§ ABOUT THIS EXERCISE
Would you reproduce exactly the lines below from the one holding "407L80 403L21 432H195L207" through the one holding "box: [288, 274, 368, 407]", inclusive, and no others?
[Opening ENTRIES PROVIDED section]
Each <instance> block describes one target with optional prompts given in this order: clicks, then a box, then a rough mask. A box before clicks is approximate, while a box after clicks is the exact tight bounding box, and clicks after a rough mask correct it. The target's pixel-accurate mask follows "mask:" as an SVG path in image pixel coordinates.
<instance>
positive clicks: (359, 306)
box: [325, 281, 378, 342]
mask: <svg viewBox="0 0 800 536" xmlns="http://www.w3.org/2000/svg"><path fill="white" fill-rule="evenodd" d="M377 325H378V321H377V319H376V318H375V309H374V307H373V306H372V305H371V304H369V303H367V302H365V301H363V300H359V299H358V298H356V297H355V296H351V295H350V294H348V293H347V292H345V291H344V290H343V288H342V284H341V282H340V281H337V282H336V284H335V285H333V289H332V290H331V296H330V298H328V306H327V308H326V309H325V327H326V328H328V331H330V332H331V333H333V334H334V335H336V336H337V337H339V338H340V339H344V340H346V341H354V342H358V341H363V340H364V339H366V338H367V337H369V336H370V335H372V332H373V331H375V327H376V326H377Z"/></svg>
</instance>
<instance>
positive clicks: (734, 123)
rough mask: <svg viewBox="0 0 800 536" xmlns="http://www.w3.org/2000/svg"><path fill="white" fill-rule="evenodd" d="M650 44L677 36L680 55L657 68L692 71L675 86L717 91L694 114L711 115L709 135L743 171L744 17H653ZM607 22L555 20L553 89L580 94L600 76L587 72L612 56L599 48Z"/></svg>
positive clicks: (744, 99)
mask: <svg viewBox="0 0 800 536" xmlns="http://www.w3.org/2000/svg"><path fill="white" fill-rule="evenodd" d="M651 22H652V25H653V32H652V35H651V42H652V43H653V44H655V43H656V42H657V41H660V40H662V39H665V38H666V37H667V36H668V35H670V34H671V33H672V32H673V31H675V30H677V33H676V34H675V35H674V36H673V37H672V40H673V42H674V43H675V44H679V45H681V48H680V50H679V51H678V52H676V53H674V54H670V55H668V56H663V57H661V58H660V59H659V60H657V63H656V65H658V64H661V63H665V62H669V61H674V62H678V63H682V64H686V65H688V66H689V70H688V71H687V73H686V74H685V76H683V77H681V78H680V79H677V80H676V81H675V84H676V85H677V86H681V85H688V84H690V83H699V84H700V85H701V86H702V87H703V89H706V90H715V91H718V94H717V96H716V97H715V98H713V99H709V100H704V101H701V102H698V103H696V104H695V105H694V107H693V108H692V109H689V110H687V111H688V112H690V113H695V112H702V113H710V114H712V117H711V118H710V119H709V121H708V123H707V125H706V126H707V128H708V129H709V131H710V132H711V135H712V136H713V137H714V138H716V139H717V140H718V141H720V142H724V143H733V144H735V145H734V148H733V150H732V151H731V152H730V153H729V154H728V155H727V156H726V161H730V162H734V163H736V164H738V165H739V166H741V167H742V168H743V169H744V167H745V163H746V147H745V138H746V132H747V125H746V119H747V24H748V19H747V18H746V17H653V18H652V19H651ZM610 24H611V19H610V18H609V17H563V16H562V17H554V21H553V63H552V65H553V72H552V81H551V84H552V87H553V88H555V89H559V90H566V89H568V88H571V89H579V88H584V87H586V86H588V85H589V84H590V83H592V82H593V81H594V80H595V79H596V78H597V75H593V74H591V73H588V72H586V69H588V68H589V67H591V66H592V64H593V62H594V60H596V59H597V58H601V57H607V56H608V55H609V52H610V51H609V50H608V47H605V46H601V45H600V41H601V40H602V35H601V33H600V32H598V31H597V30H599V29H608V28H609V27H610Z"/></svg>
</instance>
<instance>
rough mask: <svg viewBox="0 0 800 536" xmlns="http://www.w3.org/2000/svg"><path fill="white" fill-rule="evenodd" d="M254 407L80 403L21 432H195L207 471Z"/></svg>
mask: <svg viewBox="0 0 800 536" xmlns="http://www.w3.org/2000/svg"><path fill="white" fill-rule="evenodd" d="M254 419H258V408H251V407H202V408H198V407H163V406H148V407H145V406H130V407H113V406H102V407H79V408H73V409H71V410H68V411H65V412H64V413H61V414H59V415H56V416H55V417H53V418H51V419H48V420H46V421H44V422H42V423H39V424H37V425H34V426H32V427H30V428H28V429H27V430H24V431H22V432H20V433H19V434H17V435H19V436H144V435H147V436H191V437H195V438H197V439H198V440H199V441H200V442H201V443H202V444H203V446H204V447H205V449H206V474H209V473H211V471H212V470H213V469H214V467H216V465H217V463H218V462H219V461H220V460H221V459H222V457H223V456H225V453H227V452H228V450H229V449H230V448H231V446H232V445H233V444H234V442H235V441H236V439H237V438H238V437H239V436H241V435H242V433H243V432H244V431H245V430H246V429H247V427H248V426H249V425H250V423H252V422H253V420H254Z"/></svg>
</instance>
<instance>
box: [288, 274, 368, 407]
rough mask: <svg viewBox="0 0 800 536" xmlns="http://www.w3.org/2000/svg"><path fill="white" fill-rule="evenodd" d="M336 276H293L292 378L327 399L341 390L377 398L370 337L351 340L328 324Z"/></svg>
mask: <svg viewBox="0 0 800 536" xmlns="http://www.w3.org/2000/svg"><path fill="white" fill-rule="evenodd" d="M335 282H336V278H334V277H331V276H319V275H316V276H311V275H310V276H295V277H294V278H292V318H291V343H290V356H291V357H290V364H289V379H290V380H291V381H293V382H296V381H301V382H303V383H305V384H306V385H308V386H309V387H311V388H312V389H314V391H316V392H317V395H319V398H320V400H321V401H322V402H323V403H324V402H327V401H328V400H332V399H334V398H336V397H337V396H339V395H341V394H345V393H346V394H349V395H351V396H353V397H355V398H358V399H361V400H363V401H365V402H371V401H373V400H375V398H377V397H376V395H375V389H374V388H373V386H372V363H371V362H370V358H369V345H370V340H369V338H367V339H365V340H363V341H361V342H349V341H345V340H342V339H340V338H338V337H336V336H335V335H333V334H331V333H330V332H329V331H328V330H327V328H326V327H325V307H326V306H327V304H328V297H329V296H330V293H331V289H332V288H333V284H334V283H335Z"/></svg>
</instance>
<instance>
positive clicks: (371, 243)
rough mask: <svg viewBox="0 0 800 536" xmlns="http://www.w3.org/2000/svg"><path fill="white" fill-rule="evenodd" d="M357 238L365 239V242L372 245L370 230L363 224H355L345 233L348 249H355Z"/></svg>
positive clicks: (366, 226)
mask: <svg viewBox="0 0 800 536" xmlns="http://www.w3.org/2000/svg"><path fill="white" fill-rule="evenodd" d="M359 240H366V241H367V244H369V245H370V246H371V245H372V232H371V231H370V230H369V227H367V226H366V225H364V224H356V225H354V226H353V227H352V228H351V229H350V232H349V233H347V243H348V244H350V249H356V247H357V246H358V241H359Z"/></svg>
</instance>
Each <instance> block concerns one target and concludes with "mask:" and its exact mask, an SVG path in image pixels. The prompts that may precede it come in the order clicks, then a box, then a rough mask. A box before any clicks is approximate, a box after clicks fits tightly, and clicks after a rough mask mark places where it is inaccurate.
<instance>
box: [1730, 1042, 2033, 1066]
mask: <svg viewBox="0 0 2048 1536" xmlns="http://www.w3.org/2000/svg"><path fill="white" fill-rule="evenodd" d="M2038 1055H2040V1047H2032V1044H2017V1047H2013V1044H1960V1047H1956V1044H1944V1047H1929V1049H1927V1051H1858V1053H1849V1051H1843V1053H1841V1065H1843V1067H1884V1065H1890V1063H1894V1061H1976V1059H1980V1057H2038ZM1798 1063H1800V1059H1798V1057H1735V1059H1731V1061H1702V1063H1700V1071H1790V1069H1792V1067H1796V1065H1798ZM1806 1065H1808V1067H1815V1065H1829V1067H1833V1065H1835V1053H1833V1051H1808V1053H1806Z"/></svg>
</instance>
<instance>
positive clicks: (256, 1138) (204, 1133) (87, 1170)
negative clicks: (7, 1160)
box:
[Closing ENTRIES PROVIDED section]
§ WRITTEN ANSWER
rough mask: <svg viewBox="0 0 800 536" xmlns="http://www.w3.org/2000/svg"><path fill="white" fill-rule="evenodd" d="M254 407L80 403L21 432H195L207 471Z"/></svg>
mask: <svg viewBox="0 0 800 536" xmlns="http://www.w3.org/2000/svg"><path fill="white" fill-rule="evenodd" d="M254 419H258V408H251V407H202V408H198V407H163V406H148V407H145V406H130V407H113V406H102V407H79V408H73V409H71V410H68V411H65V412H64V413H61V414H59V415H56V416H55V417H53V418H51V419H48V420H46V421H44V422H42V423H39V424H37V425H34V426H32V427H30V428H28V429H27V430H24V431H22V432H20V433H19V434H17V435H19V436H144V435H147V436H191V437H195V438H197V439H198V440H199V441H200V442H201V443H202V444H203V446H204V447H205V449H206V474H209V473H211V471H212V470H213V469H214V467H216V465H217V463H218V462H219V461H220V460H221V459H222V457H223V456H225V453H227V452H228V450H229V449H230V448H231V446H232V445H233V444H234V442H235V441H236V439H237V438H238V437H239V436H241V435H242V433H243V432H244V431H245V430H246V429H247V427H248V426H249V425H250V423H252V422H253V420H254Z"/></svg>
</instance>
<instance>
box: [288, 274, 368, 407]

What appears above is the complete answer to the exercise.